PROBLEM TO SOLVE:
Write out the material below exactly, beginning at the line that contains "wearing maroon staff" and ending with its last line, both ends included; write nothing else.

THE RECORDS:
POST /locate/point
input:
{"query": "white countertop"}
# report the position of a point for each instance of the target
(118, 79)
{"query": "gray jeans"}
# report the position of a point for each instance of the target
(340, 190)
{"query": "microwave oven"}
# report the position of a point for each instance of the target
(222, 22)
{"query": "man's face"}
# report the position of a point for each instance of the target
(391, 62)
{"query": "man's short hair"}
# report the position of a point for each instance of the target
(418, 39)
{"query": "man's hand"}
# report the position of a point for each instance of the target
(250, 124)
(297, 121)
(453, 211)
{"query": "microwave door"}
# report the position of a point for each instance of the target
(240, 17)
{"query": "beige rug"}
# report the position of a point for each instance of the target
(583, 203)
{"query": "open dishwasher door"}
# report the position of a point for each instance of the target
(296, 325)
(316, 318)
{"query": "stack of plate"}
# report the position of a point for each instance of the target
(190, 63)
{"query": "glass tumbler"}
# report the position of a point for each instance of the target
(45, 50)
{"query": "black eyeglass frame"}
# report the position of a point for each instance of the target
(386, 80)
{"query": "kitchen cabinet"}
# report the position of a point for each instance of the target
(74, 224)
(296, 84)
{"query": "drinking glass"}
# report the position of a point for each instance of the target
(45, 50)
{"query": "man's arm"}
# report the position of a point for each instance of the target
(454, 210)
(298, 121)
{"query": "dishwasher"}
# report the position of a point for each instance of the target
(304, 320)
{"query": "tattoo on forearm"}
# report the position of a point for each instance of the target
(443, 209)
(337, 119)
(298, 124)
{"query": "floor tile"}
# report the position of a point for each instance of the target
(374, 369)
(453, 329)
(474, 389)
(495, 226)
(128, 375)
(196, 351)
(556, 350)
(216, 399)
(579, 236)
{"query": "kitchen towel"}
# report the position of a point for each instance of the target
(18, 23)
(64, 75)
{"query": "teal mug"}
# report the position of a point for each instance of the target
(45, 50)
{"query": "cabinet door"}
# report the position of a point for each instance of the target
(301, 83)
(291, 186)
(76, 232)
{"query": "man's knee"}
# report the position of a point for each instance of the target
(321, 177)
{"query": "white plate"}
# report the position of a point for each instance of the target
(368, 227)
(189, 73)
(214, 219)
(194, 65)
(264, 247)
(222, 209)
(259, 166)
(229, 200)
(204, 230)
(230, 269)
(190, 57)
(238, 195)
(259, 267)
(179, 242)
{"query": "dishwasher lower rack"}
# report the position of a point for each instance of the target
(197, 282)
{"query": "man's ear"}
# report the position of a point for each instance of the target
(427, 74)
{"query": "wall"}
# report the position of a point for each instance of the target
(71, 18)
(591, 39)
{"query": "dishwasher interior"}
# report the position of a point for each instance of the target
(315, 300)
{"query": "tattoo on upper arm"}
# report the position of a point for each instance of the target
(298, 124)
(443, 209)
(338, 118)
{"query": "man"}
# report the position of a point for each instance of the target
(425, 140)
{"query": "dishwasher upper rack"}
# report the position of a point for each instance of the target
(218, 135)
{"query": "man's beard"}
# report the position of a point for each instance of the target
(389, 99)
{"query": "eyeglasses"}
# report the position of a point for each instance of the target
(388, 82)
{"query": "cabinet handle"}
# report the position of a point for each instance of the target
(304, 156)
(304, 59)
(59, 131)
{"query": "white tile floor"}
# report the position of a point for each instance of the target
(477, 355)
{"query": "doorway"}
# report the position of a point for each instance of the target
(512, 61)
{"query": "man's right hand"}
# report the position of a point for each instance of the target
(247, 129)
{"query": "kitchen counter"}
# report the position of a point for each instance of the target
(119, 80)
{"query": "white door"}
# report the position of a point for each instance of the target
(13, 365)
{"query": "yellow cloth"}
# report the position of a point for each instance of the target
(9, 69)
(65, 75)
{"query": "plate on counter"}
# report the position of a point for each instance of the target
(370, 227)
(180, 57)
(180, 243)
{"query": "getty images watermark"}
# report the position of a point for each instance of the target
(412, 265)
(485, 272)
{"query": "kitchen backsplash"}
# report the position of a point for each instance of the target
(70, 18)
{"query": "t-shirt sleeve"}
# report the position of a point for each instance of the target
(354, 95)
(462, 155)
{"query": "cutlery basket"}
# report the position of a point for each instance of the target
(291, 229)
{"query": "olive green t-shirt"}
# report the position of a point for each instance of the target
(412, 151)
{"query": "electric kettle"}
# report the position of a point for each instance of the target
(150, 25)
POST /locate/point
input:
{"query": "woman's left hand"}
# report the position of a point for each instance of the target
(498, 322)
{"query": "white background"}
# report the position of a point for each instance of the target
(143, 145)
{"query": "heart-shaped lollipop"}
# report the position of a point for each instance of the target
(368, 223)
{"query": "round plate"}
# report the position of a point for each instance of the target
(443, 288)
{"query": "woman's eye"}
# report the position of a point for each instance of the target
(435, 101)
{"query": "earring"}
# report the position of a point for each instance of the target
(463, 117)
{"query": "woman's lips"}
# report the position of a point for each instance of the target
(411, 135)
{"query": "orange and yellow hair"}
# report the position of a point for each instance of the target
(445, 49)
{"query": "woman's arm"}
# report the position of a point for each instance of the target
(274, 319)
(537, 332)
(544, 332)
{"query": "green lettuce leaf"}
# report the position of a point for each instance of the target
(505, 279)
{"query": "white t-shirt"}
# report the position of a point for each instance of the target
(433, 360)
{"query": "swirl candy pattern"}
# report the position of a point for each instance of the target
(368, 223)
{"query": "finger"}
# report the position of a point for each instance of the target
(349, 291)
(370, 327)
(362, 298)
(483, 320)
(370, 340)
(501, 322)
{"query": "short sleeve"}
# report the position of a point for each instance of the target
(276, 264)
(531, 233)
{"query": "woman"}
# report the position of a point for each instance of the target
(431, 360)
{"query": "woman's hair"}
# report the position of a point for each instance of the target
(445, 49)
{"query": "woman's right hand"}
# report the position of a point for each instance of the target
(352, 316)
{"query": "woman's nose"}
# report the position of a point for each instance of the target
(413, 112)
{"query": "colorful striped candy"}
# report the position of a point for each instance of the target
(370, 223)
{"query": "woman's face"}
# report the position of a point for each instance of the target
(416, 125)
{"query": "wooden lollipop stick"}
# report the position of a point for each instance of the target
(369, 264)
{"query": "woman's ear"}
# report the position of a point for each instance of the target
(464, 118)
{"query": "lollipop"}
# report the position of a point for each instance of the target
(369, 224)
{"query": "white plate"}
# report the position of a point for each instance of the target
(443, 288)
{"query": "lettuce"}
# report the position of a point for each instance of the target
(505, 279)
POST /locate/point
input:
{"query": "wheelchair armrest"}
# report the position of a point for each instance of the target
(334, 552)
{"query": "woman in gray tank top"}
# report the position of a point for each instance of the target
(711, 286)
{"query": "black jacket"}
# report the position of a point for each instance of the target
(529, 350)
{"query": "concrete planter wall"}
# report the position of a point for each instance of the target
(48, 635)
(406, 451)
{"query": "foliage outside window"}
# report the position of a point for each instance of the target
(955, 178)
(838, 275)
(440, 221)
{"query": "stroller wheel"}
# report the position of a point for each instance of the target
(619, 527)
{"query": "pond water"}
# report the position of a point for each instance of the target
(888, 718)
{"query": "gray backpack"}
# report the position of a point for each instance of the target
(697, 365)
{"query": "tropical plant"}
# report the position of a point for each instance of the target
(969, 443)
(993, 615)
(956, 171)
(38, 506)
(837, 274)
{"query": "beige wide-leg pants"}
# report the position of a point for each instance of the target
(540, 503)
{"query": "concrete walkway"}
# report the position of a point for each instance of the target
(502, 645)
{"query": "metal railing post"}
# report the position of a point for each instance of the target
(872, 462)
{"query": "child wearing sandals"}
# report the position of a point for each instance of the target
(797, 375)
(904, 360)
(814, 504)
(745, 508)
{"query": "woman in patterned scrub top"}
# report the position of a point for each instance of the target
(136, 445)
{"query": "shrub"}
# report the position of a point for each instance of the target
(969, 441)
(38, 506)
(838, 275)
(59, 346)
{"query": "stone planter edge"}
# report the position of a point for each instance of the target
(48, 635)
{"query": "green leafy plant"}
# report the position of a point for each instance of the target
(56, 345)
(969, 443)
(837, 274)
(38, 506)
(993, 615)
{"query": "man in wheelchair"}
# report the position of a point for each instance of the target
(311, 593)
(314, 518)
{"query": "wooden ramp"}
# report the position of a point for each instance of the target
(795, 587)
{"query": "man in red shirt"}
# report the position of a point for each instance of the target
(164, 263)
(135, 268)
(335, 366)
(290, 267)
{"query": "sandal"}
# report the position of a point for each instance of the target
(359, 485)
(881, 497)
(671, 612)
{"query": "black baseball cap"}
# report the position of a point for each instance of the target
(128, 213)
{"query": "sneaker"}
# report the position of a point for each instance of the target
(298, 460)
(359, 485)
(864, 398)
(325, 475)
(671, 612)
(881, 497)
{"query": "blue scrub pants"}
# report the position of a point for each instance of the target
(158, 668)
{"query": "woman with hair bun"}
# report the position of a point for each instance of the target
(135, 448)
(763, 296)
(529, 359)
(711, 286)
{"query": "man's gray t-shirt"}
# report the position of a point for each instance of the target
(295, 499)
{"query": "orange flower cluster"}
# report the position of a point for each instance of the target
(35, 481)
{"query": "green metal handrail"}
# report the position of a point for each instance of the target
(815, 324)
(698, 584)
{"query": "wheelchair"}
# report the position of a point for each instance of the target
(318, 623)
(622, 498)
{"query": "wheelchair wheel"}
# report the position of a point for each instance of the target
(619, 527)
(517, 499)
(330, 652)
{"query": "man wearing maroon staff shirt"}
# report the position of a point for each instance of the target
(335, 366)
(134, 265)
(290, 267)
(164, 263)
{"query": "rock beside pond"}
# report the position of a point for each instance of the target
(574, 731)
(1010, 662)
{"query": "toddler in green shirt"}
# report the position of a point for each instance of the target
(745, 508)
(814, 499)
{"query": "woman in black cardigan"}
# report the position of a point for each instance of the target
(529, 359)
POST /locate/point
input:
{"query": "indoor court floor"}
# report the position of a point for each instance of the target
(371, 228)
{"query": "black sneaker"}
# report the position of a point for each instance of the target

SOLUTION TO THE EXERCISE:
{"query": "man wearing maroon staff shirt"}
# report the position of a point for each instance of the target
(335, 366)
(134, 265)
(290, 267)
(164, 263)
{"query": "rock beside pond"}
# report the position of a point for each instance of the target
(574, 731)
(1010, 662)
{"query": "toddler in green shirt"}
# report the position of a point for each instance of the target
(745, 508)
(814, 499)
{"query": "woman in black cardigan"}
# report the position of a point for each instance of the target
(529, 359)
POST /locate/point
input:
{"query": "indoor court floor"}
# report the position of a point for each instance of the target
(371, 228)
{"query": "black sneaker"}
# report the position of a point for each instance of the target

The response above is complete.